**WORK INSTRUCTION**
Where does the string "shirt" appear in the listing below? Copy every line where it does.

**SUPPLIED ENTRIES**
::::::

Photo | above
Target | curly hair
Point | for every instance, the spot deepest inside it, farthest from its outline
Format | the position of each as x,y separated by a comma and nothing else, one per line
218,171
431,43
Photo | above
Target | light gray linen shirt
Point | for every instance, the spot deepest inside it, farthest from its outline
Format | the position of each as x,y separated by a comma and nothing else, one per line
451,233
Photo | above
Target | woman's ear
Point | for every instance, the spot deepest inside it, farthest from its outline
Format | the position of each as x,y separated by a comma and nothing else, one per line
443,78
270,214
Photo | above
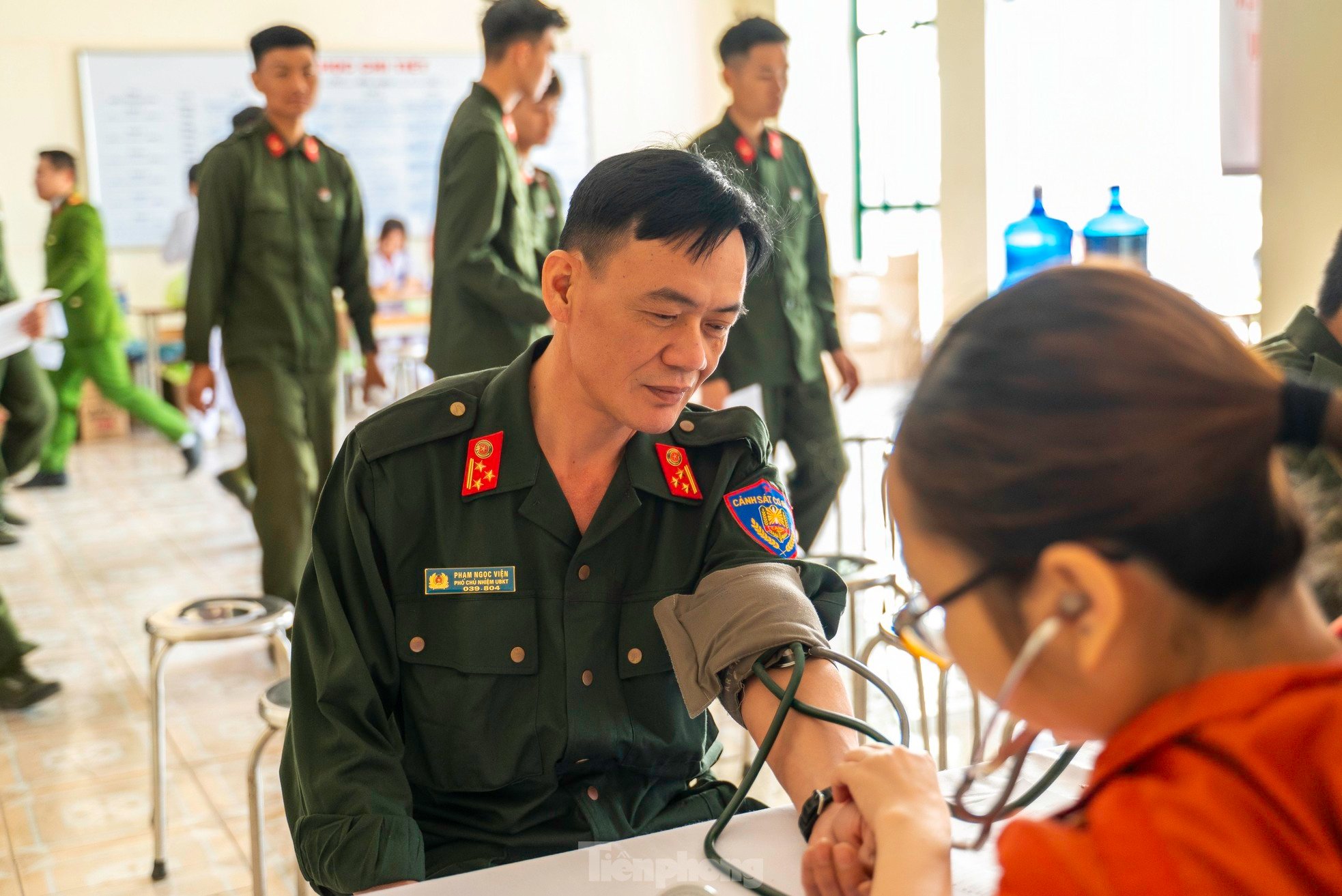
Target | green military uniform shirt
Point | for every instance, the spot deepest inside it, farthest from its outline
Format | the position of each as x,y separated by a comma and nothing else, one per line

::::::

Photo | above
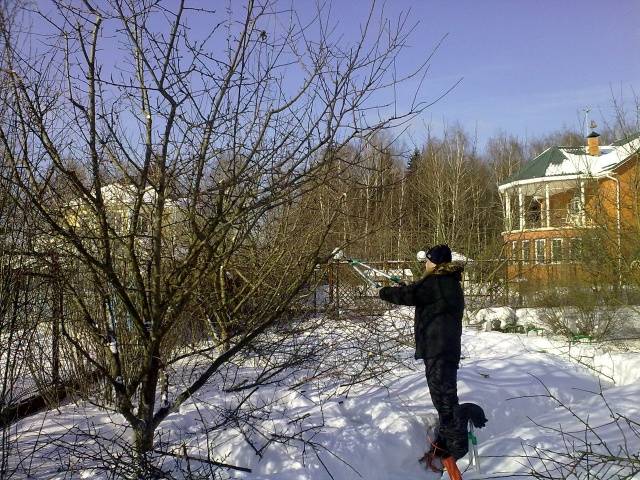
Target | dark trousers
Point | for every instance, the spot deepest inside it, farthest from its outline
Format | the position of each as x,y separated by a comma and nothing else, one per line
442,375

::::::

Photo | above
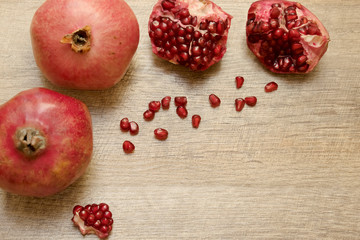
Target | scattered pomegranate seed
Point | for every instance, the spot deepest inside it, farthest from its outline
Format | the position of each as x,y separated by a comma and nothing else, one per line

::::::

**REPLY TO THE EXERCISE**
Target | light gray linen shirt
Target | green military uniform shirt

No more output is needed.